Problem requirements: Collect every line in the records below that contains the word "window", matching case exactly, and copy each one.

======== The input

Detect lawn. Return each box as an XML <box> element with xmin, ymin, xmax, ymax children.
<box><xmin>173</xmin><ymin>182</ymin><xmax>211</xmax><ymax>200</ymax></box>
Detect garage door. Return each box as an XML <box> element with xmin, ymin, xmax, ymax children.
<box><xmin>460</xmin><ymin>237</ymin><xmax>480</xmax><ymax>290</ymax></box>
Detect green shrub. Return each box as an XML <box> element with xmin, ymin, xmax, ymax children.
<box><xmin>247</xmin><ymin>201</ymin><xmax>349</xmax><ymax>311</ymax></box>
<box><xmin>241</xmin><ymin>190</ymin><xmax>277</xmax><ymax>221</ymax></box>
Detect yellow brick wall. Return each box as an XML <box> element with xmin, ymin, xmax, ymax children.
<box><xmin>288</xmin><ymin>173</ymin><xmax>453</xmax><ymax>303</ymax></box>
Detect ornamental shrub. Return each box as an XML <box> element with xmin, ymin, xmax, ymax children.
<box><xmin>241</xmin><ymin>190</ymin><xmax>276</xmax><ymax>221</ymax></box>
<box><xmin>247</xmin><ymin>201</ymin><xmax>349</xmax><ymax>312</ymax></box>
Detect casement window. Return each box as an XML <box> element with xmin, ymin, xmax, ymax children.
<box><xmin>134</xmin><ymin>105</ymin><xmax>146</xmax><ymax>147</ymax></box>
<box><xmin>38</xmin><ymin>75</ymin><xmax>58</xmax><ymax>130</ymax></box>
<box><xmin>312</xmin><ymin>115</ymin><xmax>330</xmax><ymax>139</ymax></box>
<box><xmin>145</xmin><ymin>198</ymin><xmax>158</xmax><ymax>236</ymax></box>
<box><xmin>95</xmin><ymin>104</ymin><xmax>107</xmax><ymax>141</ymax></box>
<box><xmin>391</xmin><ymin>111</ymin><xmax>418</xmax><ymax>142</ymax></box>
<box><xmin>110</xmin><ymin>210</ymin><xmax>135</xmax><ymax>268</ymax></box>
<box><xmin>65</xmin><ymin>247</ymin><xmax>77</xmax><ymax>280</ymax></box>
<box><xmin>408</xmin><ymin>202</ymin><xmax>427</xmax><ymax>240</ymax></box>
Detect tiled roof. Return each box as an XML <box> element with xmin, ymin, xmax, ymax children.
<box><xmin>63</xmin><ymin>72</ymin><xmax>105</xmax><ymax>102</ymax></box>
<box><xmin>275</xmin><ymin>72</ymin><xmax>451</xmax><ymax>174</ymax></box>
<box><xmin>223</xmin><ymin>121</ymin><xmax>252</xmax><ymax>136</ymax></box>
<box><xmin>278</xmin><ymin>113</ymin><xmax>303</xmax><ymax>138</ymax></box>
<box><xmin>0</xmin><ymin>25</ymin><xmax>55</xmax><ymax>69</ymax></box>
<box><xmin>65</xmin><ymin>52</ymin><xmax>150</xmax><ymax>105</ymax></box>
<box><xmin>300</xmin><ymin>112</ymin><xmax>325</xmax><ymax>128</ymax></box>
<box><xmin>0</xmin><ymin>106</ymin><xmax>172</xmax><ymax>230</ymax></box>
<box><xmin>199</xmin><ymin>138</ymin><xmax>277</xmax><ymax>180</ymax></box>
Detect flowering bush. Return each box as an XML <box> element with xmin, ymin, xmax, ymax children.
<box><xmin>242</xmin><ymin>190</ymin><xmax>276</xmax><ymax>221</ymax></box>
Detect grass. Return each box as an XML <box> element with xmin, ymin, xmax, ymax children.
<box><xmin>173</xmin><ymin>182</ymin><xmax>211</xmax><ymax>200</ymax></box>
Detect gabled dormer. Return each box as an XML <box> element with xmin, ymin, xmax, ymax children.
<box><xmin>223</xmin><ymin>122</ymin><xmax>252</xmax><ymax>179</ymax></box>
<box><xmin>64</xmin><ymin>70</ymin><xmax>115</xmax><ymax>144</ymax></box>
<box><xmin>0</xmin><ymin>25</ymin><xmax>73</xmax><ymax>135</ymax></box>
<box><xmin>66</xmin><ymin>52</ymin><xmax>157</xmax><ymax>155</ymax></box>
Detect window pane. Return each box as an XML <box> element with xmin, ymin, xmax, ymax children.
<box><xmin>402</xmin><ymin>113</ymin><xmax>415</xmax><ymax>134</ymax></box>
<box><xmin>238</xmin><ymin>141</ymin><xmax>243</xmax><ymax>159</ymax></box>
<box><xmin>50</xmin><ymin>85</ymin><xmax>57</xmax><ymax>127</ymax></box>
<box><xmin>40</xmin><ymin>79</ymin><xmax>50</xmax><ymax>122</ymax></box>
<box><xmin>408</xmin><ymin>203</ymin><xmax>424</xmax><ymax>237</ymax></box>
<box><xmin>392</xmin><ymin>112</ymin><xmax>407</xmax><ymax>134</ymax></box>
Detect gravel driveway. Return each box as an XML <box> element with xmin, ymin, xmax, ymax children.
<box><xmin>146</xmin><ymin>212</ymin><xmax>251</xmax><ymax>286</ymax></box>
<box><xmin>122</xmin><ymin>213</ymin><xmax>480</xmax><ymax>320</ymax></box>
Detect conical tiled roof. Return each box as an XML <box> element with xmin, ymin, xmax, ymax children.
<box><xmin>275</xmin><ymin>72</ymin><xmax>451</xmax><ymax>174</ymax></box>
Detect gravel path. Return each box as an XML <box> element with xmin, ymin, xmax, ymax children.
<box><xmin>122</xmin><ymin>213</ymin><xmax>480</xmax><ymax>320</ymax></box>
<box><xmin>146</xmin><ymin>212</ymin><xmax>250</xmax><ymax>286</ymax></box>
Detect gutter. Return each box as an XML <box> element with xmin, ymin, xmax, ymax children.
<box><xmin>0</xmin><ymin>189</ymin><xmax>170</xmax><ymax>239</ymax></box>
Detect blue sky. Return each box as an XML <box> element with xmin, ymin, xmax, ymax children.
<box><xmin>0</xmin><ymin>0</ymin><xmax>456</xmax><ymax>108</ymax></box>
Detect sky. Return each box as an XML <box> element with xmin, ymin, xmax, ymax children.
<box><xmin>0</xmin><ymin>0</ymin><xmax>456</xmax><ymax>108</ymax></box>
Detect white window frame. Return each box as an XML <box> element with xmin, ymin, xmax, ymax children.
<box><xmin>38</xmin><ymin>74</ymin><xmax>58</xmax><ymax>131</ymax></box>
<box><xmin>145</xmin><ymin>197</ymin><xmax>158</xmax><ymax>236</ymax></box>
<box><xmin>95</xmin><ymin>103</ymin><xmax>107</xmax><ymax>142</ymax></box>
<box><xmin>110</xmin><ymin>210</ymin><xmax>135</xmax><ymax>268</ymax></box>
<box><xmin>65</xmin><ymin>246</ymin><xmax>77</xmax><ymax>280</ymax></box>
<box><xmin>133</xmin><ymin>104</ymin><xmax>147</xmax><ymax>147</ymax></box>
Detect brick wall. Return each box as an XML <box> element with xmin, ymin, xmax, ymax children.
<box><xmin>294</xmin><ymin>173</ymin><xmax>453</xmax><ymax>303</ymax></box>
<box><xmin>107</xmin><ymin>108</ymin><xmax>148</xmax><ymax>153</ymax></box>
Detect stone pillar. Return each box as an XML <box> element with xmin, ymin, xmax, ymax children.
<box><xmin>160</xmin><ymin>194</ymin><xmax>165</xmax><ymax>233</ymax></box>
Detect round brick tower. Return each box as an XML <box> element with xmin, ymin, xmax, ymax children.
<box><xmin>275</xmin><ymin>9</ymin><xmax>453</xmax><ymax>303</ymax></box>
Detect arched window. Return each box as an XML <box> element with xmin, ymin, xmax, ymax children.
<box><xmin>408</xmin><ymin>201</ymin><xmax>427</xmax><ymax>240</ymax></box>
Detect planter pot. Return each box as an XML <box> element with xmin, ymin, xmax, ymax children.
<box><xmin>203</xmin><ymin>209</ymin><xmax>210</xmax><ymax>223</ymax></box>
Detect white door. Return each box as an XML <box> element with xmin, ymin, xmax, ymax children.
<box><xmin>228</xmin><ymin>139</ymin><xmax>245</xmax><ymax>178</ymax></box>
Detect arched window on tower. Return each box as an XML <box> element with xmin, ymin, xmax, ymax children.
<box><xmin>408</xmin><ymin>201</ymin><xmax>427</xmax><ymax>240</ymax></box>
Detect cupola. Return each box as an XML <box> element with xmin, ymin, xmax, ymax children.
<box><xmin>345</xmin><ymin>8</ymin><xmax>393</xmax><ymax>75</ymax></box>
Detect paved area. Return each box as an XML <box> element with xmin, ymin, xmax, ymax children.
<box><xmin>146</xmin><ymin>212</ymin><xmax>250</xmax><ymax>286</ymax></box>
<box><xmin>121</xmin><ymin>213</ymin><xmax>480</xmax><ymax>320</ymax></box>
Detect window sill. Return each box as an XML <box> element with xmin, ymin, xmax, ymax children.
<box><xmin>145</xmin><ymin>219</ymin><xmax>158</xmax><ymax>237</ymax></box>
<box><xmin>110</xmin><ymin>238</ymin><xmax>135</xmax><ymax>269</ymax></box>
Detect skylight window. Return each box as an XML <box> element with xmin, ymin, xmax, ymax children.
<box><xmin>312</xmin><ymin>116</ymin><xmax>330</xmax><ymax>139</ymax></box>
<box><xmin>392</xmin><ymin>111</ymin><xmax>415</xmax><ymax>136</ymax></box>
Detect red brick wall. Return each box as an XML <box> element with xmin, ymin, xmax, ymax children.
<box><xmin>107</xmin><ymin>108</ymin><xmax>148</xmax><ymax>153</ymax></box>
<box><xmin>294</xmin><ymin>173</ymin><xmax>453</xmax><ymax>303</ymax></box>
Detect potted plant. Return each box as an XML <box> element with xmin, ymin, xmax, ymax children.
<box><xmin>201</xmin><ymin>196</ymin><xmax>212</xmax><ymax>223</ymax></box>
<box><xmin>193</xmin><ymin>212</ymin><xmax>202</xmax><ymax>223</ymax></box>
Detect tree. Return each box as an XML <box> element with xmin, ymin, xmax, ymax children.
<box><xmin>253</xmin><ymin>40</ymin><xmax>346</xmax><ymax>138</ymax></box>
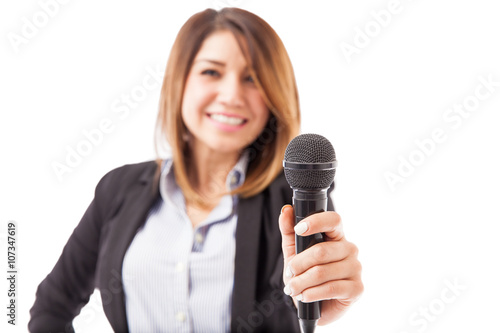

================

The answer:
Detect casement window. Return each box as an XML <box> element with xmin, ymin, xmax, ymax children.
Detect window pane. Return each box as an XML <box> element with xmin, ymin, xmax, ymax children.
Detect white window frame. Return each box as an XML <box> element with xmin, ymin, xmax, ymax children.
Detect arched window. Return each box as an XML <box> element with xmin, ymin, xmax, ymax children.
Detect arched window on tower. Return each box as an XML <box> element with xmin, ymin, xmax, ymax children.
Detect window sill. Return each box as an XML <box> element with xmin, ymin, xmax, ymax children.
Detect skylight window. Return each box as an XML <box> element with xmin, ymin, xmax, ymax children.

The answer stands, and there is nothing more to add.